### Consignes de travail
1. Reproduisez à l’identique le passage de la critique de Grande Écoute qui va de « Grande Écoute, une » jusqu’à « par son travail. » inclus.
2. Rédigez la suite de la critique consacrée à la pièce Grande Écoute, en reprenant après sa dernière phrase.

___ Texte source

Grande Écoute, une pièce saisissante à l’Espace Go

Roy (Denis Bernard) anime un talk-show particulièrement populaire dans lequel il reçoit et interviewe des invités de toutes sortes. Chaque fois, même si ces derniers lui servent des propos saugrenus et des réponses insipides, il feint un grand intérêt. Que ce soit une jeune femme en quête d’attention ou un boxeur incapable d’aligner deux phrases sensées, la réaction de Roy respire la bonne humeur. Son charisme, son rire contagieux et son look un tantinet excentrique font de lui un favori des téléspectateurs qui le suivent assidûment. Pour l’animateur, ce que disent les autres importe peu, seule sa gloire personnelle doit primer. Ainsi, muni de son sourire inextinguible, il semble passionné par son travail.

______
___ Liste des données

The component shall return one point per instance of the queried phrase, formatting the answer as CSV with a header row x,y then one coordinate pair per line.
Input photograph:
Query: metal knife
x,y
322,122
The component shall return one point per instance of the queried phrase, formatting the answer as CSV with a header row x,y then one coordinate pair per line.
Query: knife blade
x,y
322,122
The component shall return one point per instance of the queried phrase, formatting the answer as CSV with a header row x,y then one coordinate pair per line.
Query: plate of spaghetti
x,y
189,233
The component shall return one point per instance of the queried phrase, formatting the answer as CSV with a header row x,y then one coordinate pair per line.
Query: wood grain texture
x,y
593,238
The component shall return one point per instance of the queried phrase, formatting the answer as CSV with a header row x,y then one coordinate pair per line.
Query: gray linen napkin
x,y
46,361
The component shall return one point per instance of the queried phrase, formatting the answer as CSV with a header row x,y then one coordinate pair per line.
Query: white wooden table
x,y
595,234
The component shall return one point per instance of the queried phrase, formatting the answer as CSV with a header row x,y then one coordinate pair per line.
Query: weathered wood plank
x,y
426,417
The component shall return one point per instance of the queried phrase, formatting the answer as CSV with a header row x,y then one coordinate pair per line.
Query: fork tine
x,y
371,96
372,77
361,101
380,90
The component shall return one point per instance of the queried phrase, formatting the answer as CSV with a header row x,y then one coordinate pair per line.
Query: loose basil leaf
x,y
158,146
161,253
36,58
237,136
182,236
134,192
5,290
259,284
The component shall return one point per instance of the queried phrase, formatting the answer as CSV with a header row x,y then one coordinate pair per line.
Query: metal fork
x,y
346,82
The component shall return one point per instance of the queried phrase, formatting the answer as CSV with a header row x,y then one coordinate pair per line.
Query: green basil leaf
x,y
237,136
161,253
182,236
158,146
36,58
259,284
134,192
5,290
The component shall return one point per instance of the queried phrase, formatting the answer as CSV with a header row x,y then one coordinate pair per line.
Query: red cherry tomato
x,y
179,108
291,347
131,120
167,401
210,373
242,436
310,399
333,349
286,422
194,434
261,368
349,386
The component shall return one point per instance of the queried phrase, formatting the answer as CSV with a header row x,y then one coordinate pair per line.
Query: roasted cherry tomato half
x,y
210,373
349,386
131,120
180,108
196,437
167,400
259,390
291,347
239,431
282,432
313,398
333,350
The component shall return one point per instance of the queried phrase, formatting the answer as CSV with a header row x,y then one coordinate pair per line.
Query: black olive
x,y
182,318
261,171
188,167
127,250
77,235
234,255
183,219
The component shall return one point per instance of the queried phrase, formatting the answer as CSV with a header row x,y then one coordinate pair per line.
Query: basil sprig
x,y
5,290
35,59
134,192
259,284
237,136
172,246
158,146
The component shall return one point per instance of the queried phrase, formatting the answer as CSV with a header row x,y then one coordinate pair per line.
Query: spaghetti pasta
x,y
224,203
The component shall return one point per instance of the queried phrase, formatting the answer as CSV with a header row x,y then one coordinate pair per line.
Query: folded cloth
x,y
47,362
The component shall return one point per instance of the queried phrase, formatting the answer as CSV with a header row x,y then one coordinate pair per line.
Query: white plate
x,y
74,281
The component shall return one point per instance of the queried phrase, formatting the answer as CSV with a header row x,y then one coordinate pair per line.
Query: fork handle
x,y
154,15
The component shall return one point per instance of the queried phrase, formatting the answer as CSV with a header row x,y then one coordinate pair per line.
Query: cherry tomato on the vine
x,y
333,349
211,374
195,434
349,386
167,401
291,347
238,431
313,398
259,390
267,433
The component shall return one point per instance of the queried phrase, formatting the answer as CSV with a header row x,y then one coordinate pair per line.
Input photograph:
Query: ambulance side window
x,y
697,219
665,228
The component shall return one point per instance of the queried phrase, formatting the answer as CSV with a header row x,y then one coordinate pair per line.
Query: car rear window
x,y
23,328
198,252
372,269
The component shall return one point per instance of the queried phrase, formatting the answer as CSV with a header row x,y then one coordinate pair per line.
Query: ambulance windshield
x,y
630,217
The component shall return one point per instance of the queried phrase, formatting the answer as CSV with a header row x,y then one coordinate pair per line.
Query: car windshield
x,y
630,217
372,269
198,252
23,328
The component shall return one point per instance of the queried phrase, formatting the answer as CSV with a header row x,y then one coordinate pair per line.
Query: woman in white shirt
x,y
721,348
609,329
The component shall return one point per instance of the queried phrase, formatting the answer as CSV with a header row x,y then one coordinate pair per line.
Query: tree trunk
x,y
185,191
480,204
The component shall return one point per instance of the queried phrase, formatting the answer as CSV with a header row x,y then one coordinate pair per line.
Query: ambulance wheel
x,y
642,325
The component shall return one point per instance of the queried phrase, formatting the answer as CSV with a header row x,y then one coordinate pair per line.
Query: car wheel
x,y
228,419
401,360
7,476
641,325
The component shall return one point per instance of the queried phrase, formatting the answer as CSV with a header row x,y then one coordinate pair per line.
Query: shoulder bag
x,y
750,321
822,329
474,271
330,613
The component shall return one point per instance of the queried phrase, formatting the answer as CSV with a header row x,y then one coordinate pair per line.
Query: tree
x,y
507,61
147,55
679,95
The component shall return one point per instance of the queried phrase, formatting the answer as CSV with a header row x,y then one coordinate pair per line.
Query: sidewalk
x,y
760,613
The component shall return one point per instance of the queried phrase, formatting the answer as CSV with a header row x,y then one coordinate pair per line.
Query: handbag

______

### Réponses par consigne
1.
Grande Écoute, une pièce saisissante à l’Espace Go

Roy (Denis Bernard) anime un talk-show particulièrement populaire dans lequel il reçoit et interviewe des invités de toutes sortes. Chaque fois, même si ces derniers lui servent des propos saugrenus et des réponses insipides, il feint un grand intérêt. Que ce soit une jeune femme en quête d’attention ou un boxeur incapable d’aligner deux phrases sensées, la réaction de Roy respire la bonne humeur. Son charisme, son rire contagieux et son look un tantinet excentrique font de lui un favori des téléspectateurs qui le suivent assidûment. Pour l’animateur, ce que disent les autres importe peu, seule sa gloire personnelle doit primer. Ainsi, muni de son sourire inextinguible, il semble passionné par son travail.

2.
Crédit photo: Gunther Gamper
Crédit photo: Gunther Gamper

 Dans sa vie personnelle toutefois, Roy se croit meilleur que tous et démontre un égocentrisme insupportable. Son couple s’en ressent. Sa femme, Mary (Macha Limonchik), le tolère tout juste, exaspérée par chacune de ses paroles. Mariés depuis longtemps, plus rien ne les unit sauf leur fils Willy (Alexandre Bergeron), qui reste mystérieux jusqu’à la dernière partie de la pièce. Roy, pour oublier son angoisse et ses malheurs, enfile les verres d’alcool sans relâche, souvent en compagnie du barman Dany (Jean-Philippe Perras), avec qui il entretient une relation complexe. Ce n’est donc qu’une question de temps avant que son corps ne croule sous l’épuisement et le stress.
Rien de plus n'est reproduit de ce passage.